Direction: Format everything from the line containing "Mark one point on each instance of the dry" down to the end of the material as a Markdown table with the columns Row and Entry, numbering each line and omitting blank ones.

— Begin Records supplied —

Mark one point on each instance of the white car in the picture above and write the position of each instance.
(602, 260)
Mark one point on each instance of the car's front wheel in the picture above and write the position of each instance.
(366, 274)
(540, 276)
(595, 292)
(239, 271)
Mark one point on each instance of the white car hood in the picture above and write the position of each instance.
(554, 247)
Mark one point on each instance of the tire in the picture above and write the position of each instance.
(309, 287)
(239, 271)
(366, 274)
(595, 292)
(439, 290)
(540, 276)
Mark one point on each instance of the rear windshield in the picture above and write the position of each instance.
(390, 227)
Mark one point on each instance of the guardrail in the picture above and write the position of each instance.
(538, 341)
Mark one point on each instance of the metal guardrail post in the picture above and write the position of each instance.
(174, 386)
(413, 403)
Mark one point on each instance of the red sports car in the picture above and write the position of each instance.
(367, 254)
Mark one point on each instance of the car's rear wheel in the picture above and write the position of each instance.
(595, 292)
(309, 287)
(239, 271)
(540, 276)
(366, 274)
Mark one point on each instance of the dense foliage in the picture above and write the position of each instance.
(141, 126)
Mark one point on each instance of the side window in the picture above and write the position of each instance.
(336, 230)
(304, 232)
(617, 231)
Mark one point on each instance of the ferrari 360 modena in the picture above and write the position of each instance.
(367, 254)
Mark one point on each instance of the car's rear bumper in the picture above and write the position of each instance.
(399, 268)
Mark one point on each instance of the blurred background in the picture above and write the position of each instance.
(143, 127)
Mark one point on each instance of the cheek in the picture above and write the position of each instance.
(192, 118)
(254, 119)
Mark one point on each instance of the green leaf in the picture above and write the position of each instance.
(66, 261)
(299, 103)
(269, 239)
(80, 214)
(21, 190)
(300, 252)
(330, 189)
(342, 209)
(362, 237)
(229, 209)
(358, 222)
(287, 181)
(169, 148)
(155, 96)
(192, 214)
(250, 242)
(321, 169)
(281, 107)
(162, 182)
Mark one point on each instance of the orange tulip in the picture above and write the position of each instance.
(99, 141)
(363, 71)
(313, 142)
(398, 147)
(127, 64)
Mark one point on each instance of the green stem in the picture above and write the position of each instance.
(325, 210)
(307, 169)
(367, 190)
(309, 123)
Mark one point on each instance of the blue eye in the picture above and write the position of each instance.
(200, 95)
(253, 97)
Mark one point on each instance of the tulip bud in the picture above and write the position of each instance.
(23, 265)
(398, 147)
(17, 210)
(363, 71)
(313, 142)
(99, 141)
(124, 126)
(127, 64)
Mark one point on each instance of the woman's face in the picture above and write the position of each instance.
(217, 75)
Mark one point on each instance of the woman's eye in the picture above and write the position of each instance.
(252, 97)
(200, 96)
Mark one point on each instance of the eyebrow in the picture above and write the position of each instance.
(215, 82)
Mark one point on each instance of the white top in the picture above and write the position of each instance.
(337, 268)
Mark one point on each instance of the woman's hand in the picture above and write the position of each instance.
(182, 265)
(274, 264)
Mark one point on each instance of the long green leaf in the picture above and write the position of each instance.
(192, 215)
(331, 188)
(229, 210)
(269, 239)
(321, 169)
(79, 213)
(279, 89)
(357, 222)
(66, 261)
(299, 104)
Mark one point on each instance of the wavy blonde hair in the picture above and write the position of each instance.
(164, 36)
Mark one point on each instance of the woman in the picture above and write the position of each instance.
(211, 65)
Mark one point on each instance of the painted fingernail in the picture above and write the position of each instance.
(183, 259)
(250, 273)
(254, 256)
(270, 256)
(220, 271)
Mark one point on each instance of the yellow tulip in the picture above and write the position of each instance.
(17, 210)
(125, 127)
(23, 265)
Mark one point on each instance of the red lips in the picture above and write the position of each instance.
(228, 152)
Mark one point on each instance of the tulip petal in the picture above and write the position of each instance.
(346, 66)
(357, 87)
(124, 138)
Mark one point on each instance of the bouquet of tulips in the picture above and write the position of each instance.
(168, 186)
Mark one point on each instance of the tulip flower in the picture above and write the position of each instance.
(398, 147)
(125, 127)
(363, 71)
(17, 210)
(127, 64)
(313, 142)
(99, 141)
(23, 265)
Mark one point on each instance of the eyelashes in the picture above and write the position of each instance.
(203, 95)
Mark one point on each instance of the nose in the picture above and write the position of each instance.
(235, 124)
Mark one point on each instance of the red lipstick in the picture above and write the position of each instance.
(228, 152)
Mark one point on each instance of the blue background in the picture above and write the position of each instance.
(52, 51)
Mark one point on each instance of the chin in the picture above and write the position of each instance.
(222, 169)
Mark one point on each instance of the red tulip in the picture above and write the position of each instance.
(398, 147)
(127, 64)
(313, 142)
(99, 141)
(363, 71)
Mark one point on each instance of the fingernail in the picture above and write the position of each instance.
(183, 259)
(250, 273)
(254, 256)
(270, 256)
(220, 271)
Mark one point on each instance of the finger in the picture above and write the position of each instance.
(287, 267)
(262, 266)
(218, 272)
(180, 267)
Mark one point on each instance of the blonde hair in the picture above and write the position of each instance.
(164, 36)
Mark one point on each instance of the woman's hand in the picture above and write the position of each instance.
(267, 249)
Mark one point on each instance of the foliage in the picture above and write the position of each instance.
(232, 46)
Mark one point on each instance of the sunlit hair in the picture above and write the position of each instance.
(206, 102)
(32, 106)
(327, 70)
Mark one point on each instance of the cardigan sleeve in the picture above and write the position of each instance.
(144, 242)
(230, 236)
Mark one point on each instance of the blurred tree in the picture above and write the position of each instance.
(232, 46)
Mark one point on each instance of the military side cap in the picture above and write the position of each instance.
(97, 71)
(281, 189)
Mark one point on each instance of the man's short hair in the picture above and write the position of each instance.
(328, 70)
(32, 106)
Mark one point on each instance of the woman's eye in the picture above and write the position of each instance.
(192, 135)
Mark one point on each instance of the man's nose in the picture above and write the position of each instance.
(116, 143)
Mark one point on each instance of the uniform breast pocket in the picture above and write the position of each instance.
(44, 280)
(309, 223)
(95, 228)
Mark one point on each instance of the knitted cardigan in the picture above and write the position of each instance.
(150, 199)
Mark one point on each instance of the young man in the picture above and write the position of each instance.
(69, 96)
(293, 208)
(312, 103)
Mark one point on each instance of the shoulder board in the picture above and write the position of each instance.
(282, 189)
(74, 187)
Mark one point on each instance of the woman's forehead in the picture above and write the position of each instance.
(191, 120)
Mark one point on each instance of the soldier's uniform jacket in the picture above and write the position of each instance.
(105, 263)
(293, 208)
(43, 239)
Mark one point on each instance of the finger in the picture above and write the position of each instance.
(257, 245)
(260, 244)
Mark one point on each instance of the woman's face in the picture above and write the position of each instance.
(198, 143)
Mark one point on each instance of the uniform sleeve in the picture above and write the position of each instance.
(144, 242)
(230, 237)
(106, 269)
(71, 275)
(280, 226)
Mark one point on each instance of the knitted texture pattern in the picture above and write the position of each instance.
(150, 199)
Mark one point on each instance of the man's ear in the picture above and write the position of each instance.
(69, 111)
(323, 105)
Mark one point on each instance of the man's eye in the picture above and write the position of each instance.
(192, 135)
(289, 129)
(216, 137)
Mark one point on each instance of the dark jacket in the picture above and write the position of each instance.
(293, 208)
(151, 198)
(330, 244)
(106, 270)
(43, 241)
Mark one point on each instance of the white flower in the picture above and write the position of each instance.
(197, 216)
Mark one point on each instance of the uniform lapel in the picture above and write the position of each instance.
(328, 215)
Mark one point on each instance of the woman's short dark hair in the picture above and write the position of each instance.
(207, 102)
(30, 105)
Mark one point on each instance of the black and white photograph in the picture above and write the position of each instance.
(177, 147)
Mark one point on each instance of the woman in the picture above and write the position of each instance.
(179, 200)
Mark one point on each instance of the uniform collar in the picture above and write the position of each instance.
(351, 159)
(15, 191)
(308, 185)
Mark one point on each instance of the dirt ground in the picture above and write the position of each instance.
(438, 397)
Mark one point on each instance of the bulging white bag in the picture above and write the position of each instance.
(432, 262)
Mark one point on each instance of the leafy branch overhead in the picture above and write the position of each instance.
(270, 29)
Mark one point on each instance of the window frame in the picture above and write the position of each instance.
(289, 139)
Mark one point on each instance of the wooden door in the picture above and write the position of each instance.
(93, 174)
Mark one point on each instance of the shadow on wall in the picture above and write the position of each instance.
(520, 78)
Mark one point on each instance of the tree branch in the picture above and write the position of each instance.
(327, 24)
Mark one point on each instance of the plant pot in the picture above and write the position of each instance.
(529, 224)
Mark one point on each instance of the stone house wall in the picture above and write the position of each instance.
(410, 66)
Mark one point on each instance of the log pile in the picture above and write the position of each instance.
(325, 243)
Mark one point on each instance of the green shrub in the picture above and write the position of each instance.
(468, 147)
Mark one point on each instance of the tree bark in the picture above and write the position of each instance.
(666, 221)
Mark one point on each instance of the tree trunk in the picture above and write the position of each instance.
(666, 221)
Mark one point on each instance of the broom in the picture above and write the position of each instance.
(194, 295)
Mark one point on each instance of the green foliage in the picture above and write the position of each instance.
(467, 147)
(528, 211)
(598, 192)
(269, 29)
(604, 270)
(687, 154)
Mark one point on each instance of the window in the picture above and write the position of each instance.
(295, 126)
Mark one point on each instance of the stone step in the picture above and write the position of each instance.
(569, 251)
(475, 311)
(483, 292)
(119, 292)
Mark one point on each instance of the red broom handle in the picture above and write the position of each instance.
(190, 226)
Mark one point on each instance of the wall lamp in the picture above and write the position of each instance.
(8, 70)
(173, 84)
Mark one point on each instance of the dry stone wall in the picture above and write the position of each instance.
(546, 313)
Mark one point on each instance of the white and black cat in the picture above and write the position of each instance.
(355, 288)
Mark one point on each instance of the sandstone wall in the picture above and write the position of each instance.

— End Records supplied —

Task result:
| Row | Entry |
|---|---|
| 1 | Mark one point on each instance of the dry stone wall in the picture above and write the position of each instance. |
| 2 | (546, 313) |
| 3 | Mark one point on each instance of the white and black cat in the picture above and write the position of each instance. |
| 4 | (355, 288) |
| 5 | Mark one point on each instance of the sandstone wall in the picture above and write the position of each instance. |